The first is the selfish fear that I am wasting my time professionally. That what I’m doing has no worth in the ‘real world’ because I’m living the life of a volunteer. Money is the fast track to perceived worth in our society. Sure accolades, awards and other forms of recognition can give you worth as well, but in the end, there will always be the thought, if you aren’t getting paid, how good could you be? And knowing this, the fear is always:

 If I fail,

If this doesn’t work out,

If I have wasted my past few years,

What can I do?

The second is more metaphysical (I’m sorry; I have to use my Philosophy undergrad for something). Ideally, those who enter the world of NGO’s do so with a purpose in mind. Whether it be specific, “I want to work with communities in rural India in an effort improve solar power infrastructure and access to electricity” or the generic “I want to make the world a better place”. It’s the answer to why the first fear is worth it.

But to be driven by such a purpose opens one up to a second fear, a fear far more difficult to eradicate from the corners of one’s mind. And it takes the form of the same question. “Am I actually doing anything?” “Is my fourteenth hour of copy-editing improving the lives of the impoverished? Have the last few weeks of video production put the world in a better place to fight climate change? Is anything I am doing really making a difference?”

These are the kinds of questions you ask yourself at 10:00 pm, when you know that another long night lies ahead of you, with the couch and a cold beer beckoning. I imagine that this fear is most common with those who are young and new to the NGO realm. As you stand more removed from the decision making process, the more generic and seemingly pointless your work can feel, but I’d be surprised if it ever goes away completely.

> EXTRACTED INFORMATION:

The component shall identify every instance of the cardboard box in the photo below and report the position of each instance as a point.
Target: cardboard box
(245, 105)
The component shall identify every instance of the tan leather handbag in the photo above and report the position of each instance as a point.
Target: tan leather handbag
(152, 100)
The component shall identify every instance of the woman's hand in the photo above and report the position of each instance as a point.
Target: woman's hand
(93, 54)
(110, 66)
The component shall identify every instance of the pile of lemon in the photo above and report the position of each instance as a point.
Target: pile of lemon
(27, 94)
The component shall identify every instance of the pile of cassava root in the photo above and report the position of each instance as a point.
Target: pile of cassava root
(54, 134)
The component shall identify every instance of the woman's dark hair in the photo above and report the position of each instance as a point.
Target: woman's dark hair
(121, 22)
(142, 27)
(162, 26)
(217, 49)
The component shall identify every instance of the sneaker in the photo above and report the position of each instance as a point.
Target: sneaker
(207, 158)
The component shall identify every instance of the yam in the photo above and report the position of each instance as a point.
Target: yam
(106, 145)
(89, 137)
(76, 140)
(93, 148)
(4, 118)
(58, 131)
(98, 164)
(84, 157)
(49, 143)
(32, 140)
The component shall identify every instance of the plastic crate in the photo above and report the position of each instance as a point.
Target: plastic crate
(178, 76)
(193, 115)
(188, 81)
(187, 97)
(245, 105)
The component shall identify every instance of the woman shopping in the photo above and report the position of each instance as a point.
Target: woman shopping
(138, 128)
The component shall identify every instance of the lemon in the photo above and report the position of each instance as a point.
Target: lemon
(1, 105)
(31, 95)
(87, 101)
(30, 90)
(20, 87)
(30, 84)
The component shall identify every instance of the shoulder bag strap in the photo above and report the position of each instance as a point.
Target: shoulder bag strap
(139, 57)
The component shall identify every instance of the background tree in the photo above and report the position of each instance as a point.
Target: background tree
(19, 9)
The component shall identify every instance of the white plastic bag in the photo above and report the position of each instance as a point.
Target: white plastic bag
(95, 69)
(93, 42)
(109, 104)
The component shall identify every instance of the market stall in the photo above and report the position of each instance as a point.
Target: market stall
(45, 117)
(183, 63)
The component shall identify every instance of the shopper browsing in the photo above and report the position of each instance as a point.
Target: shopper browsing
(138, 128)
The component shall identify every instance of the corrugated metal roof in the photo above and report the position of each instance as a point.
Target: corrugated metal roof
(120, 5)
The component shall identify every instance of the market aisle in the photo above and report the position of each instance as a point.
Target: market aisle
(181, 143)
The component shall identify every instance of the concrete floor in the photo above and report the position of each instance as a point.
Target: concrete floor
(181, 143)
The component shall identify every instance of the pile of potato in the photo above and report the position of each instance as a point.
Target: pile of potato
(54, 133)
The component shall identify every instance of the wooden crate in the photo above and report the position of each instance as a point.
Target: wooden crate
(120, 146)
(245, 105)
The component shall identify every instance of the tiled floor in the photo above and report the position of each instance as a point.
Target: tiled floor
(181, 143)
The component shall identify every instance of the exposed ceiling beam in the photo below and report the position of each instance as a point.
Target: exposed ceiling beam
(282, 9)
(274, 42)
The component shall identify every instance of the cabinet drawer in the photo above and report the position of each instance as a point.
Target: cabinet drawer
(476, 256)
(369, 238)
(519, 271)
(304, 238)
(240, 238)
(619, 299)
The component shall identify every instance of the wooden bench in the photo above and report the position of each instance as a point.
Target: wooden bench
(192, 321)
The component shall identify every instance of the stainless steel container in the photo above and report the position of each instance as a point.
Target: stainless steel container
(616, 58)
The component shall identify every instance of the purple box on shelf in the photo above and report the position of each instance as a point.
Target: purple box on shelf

> WORK ORDER: Write the next part of the essay on the fears of NGO work, picking up after its final sentence. The lines were taken from a source unrelated to the essay.

> RESPONSE BOX:
As an aside I often feel that it is this fear that leads to the more traditional (read: inferior and arguably detrimental) development projects. No one will ever agree to have their 2 week voluntourism stint revolve around data entry. You build a school and BAM! There’s a school where there wasn’t one before; that’s tangible. The logistics behind maintaining the school certainly aren’t. But that’s why all the ads tell you to buy a village a goat rather than an administrative assistant.

Getting back to the point at hand, most of us, and if you aren’t included in this us consider yourself incredibly lucky, find ourselves doing work that is at best tangibly related to our ‘purpose’. Some causes lend themselves more to ambiguity. Was all the work to get Kyoto ratified for naught? Or is just the idea of its existence at least some form of a victory? Even in organizations where the work is clear and tangible, that good can feel miles away from the underpaid intern whose job consists mostly of fawning over corporate donors and filling out spreadsheets.

And so the question comes back again.

 Am I doing Anything?

I’ve been asking myself this question for the better part of two years, and I’ve come to two conclusions. The first is that I will never truly know the answer and the second, is that I never want to stop asking it. The impact of failing to ask this question can be seen within the plentiful examples of NGO’s gone wrong, whether it’s the Susan B Komen foundation suing other Cancer charities that use the phrase “For the Cure” or World Vision dumping 100,000 NFL shirts in Zambia.

Organizational culture is a powerful thing, and without employees who ask themselves this question it can become overwhelming. “This is how it has always been done” trumps “Wouldn’t this be better?” Commitment to the organization trumps commitment to the cause. The only defense against this is to simply never stop questioning. For the second that you stop asking yourself the question is the same moment that the answer becomes, almost certainly: no.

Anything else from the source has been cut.